======== ENTRIES PROVIDED ========

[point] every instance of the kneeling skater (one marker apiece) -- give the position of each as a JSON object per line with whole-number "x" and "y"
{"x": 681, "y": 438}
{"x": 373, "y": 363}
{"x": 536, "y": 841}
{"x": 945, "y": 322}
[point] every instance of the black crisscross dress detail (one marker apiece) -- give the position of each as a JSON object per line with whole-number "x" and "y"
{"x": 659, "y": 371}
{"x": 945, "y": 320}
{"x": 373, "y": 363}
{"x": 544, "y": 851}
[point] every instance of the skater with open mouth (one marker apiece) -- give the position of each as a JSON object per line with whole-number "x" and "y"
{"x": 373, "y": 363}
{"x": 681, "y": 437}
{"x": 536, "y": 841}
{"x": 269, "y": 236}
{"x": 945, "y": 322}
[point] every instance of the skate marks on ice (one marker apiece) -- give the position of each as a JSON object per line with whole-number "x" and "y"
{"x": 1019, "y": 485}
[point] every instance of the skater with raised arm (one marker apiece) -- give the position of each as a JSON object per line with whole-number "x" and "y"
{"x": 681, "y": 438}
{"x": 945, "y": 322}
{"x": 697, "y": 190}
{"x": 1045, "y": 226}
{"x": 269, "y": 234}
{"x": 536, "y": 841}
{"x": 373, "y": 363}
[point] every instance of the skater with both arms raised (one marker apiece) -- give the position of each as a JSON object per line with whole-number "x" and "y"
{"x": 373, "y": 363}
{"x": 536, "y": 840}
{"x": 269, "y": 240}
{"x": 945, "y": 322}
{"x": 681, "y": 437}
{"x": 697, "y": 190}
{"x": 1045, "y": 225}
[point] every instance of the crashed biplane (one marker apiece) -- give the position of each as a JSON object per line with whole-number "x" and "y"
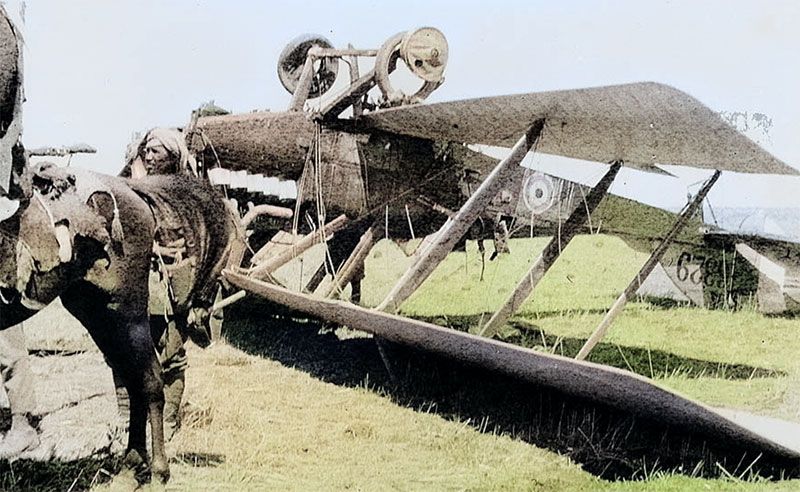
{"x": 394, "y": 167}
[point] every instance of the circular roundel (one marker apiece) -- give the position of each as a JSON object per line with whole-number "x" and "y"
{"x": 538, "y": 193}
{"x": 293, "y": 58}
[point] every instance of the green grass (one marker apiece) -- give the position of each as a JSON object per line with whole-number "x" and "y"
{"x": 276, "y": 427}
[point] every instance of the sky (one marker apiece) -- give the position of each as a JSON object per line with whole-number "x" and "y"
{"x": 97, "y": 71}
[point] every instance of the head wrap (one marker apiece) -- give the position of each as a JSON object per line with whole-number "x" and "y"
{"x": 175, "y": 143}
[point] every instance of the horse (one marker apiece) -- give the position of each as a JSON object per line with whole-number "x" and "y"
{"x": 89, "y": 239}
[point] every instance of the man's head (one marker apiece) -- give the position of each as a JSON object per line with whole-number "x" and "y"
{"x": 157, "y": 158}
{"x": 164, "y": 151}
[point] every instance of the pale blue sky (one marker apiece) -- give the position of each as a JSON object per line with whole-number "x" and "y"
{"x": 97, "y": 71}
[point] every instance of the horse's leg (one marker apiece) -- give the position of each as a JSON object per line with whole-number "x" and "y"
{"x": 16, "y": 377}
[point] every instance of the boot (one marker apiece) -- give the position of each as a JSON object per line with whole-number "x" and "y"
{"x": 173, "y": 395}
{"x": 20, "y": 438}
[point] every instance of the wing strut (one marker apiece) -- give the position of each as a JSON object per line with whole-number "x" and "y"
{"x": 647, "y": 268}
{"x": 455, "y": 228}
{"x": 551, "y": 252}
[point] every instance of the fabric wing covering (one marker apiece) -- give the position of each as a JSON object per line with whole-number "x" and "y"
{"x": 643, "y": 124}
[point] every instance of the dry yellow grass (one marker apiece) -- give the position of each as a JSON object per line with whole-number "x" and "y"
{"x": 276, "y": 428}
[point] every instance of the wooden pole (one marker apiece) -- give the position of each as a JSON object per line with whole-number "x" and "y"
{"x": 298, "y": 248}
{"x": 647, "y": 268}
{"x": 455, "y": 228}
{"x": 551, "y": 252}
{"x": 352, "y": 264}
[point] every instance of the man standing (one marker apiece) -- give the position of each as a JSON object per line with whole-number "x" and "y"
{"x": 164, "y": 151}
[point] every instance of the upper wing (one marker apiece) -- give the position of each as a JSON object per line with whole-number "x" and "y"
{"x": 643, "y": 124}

========
======== ENTRIES PROVIDED ========

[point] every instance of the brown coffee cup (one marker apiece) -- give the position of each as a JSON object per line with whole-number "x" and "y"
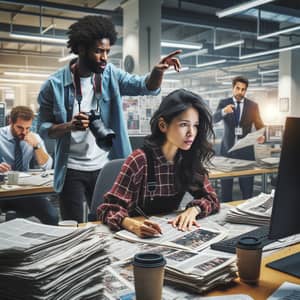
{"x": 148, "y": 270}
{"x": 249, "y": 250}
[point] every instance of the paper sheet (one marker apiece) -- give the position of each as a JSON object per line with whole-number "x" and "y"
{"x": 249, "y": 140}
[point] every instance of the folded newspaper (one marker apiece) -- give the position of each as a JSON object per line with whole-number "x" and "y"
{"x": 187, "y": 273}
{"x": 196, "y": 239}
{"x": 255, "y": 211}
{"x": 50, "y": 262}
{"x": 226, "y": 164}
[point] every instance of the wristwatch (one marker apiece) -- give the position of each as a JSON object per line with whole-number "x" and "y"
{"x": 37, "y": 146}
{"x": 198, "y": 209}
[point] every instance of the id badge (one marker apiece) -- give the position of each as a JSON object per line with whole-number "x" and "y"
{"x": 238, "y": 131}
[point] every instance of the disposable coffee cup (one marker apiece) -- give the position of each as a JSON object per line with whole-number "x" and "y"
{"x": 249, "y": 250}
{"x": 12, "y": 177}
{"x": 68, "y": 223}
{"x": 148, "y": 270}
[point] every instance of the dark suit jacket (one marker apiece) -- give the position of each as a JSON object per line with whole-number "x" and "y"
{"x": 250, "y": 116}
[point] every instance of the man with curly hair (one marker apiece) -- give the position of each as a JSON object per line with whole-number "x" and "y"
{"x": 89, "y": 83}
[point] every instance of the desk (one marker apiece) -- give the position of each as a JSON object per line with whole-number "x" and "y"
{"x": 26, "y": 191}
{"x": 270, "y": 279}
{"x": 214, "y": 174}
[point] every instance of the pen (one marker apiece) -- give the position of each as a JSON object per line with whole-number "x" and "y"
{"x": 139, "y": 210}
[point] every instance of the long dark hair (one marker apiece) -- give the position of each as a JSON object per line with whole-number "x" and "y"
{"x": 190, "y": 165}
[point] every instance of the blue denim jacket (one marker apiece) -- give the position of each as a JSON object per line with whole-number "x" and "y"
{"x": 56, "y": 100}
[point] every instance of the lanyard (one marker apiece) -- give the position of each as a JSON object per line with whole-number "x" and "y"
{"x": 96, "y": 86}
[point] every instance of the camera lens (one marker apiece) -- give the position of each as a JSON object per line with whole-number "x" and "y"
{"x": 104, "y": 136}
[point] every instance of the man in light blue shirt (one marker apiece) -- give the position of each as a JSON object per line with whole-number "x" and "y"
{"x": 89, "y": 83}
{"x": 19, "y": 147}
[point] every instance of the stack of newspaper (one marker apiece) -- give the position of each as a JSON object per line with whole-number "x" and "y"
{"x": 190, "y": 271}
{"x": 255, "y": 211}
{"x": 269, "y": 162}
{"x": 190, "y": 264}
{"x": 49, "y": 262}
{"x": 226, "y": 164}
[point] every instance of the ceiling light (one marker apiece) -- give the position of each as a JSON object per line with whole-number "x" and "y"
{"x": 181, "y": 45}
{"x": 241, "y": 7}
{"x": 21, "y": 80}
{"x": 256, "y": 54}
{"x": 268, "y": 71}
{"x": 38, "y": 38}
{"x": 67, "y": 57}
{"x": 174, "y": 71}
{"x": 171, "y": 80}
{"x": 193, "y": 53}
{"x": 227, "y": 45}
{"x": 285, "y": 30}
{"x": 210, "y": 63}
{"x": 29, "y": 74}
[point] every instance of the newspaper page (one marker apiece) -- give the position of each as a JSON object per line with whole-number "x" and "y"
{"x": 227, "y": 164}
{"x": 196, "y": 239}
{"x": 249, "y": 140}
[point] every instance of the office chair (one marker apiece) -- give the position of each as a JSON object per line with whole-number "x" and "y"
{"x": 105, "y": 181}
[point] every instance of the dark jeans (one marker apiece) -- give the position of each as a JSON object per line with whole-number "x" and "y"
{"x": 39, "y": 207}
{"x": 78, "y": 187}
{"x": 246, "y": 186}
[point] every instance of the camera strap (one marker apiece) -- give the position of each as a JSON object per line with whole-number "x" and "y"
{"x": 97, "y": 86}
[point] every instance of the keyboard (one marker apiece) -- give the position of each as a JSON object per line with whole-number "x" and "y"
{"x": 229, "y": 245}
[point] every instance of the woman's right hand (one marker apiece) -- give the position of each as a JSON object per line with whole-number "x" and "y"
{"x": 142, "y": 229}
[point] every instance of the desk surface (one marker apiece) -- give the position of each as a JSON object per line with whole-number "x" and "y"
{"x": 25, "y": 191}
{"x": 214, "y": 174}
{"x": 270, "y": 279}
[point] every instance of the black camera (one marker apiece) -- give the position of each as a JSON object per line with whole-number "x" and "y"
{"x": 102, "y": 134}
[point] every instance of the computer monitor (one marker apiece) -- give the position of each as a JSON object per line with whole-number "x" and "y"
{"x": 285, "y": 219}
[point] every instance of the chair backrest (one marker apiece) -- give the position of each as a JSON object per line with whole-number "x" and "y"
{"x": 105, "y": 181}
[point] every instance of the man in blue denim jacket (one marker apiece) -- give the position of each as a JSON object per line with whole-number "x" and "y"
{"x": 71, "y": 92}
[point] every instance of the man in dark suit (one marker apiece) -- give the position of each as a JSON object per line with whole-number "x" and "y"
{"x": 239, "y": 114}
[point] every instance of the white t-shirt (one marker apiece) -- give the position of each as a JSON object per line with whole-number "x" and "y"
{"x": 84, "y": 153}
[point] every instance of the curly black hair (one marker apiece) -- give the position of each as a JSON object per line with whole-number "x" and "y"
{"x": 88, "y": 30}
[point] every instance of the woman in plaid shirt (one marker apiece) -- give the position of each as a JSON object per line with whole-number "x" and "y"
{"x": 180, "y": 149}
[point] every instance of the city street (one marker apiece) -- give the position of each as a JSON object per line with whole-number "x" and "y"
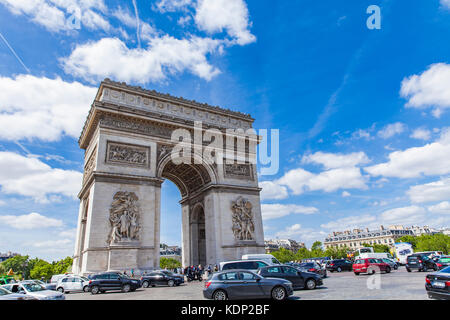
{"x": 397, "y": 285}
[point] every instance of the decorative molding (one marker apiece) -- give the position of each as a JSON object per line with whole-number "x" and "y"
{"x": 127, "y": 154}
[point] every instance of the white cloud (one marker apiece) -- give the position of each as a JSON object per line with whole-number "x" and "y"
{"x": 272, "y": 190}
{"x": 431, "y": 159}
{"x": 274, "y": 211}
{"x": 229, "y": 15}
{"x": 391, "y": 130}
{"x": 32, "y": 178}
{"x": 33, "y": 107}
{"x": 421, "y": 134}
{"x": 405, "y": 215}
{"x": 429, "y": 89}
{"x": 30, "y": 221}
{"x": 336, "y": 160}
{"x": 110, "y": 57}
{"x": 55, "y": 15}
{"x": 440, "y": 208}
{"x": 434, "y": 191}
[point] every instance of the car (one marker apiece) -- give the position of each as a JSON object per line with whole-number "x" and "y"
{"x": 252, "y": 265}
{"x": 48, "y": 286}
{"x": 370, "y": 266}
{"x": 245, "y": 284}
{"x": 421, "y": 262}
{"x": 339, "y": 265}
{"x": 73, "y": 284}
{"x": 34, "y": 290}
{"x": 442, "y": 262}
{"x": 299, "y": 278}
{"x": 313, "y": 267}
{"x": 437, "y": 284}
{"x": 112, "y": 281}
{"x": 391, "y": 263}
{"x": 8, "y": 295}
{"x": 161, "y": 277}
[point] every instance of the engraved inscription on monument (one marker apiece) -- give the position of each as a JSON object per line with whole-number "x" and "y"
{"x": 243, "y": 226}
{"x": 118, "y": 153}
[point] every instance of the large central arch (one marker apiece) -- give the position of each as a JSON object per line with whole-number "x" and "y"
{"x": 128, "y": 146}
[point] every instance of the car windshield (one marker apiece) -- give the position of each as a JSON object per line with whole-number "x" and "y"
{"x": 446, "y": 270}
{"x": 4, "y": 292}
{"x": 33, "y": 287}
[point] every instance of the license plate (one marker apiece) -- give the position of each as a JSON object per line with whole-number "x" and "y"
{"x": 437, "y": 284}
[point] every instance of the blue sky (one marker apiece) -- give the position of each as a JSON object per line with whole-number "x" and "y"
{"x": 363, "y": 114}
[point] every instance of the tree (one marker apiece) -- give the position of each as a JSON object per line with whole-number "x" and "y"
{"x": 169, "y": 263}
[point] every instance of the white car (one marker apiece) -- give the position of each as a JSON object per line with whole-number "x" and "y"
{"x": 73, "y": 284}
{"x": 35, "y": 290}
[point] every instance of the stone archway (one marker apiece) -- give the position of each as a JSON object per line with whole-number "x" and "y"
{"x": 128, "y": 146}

========

▸ **EXERCISE OBJECTIVE**
Count the lines of the records above that contain the word "grass", treating uppercase and lowercase as distinct, and give only the number.

▸ **PROBLEM SOLUTION**
2